GOAL. In the piece on computing clusters below, how long is an attosecond?

--- start QUOTED TEXT ---

Computing clusters are going to get larger. And it’s not just because Facebook needs room to store photos drunk people take of each other at wedding parties. Why do we need larger clusters?

An article published in The Atlantic discusses the orders of magnitude faster that today’s cameras are compared to the very first cameras. The difference in speed, as measured by the shutter speed, is 10 billion trillion times faster. In default R, scientific notation, that’s 1e+16. And the difference is going to get larger, our now being on the brink of attosecond photography. An attosecond is the length of time it takes for light to travel three hydrogen atoms.

A computing cluster today stores about 1 billion trillion more bytes than say, a computing device of approximately 70 years ago. Today’s edge case for cluster capacity is in the petabytes (PB), one billion trillion bytes. Exabyte (EB) clusters are next. That’s 1,000 times the cluster of a petabyte (PB).

--- end QUOTED TEXT ---
--- start DATA SHOWN ---

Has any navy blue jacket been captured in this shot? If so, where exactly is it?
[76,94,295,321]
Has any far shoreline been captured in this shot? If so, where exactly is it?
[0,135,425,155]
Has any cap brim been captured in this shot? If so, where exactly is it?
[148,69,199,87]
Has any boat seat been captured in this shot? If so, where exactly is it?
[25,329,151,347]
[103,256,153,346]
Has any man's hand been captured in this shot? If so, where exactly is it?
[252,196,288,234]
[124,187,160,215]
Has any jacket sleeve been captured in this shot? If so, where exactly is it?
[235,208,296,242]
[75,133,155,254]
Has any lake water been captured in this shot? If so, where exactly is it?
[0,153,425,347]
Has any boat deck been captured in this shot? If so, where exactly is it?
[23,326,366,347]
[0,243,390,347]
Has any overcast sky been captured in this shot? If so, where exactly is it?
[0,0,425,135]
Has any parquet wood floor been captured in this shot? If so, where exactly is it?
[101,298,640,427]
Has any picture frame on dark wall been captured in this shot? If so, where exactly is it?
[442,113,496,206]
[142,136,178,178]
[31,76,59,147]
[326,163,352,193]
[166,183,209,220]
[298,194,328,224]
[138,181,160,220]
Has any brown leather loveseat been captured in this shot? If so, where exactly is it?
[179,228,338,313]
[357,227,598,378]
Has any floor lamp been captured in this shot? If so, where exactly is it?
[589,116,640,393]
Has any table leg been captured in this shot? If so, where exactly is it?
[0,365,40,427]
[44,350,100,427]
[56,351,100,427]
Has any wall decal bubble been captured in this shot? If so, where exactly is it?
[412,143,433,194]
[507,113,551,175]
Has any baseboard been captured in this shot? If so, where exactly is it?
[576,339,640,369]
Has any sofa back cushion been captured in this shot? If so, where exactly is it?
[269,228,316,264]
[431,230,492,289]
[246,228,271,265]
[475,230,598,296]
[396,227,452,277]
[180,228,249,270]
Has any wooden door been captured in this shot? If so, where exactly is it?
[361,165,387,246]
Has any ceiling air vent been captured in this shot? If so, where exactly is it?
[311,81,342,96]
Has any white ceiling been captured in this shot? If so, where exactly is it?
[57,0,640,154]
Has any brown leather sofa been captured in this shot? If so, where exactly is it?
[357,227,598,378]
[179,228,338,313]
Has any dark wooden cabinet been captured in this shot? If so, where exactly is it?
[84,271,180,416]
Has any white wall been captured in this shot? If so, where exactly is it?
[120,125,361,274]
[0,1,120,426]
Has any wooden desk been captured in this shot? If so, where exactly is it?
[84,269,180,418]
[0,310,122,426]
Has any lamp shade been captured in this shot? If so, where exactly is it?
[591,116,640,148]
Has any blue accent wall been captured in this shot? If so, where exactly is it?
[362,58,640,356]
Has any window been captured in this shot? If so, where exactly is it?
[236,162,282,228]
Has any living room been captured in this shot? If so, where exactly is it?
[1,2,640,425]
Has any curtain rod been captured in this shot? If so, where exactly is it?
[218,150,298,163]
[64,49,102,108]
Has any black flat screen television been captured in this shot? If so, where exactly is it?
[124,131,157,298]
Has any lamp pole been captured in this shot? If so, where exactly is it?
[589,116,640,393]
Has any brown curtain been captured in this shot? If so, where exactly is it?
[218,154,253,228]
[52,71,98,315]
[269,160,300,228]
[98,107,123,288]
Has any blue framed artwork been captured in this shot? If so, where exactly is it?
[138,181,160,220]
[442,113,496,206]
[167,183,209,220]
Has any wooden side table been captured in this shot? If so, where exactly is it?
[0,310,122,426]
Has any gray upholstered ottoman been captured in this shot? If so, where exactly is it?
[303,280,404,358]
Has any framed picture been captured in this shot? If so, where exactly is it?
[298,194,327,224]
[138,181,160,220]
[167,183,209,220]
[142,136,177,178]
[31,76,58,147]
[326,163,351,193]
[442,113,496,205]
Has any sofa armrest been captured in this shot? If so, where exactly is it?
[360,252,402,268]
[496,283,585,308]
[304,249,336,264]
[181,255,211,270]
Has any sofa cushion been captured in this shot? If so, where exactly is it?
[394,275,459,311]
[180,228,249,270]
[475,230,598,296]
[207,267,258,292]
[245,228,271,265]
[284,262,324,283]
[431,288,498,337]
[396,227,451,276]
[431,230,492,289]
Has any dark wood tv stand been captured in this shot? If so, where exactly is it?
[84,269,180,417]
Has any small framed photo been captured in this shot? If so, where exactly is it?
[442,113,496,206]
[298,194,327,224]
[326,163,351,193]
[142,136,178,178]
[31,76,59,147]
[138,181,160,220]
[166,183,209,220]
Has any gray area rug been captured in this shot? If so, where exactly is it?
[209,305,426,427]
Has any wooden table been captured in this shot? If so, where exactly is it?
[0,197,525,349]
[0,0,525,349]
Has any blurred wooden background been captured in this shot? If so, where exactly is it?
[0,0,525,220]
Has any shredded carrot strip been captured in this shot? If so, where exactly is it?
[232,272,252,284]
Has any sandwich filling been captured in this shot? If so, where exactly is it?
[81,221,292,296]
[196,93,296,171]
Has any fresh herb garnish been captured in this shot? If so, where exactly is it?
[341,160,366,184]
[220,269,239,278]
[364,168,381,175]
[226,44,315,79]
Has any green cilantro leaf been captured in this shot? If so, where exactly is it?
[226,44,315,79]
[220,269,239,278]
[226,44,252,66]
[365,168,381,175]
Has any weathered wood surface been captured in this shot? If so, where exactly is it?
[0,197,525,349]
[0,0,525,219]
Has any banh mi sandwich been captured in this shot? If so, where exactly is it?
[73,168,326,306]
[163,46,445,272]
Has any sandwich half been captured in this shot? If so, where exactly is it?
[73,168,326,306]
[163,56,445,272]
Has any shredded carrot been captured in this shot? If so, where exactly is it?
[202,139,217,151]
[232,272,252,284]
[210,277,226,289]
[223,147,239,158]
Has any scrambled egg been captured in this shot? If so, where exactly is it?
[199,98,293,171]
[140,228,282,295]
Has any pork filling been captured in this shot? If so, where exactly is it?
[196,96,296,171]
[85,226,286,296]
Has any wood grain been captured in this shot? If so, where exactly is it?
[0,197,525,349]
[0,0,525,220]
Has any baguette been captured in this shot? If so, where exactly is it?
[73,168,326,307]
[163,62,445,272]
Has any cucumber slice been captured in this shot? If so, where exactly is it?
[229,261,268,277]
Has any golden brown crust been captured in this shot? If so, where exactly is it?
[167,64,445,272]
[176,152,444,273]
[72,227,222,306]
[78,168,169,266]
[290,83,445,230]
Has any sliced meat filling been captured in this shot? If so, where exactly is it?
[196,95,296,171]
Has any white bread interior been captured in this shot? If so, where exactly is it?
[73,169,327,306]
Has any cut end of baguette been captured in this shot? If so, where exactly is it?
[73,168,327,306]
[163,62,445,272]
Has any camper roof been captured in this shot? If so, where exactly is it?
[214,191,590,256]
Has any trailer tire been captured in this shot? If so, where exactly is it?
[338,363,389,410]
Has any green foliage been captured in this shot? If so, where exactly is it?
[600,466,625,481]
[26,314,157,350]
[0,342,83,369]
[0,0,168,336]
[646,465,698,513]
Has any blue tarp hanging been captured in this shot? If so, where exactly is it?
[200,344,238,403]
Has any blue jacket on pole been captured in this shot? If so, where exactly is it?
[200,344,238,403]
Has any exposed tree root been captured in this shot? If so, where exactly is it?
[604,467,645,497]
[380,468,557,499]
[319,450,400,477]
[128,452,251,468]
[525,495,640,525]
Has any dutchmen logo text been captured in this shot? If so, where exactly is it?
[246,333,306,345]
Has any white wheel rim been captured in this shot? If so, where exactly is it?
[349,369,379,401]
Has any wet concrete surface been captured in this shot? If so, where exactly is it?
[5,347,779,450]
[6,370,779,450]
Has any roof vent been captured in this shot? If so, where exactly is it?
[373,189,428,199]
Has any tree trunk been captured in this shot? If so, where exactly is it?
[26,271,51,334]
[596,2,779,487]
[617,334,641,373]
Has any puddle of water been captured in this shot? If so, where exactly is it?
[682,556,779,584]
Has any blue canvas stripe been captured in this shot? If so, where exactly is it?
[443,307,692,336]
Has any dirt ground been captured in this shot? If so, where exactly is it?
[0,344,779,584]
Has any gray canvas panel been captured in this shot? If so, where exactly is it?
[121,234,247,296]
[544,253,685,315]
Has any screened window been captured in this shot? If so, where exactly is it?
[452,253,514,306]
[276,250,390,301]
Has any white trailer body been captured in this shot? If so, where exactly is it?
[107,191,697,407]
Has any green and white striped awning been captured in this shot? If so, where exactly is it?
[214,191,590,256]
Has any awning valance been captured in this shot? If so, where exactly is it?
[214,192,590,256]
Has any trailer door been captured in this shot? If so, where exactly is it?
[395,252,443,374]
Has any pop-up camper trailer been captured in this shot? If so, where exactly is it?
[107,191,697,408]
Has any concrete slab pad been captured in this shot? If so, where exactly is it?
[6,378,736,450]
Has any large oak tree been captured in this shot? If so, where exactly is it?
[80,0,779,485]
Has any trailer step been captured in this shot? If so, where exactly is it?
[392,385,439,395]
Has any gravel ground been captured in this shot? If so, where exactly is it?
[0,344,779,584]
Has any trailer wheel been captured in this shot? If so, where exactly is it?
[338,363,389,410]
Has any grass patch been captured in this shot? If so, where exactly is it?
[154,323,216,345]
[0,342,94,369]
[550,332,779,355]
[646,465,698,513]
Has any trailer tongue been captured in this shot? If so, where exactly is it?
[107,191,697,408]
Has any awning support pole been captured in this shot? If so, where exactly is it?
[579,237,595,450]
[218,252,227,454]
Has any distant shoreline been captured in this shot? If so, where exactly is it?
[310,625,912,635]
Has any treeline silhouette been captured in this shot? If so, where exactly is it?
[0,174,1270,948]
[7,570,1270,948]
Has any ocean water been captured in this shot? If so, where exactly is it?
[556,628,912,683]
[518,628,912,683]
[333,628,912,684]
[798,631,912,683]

--- end DATA SHOWN ---

RESULT FOR THIS EXERCISE. It is the time it takes light to travel three hydrogen atoms.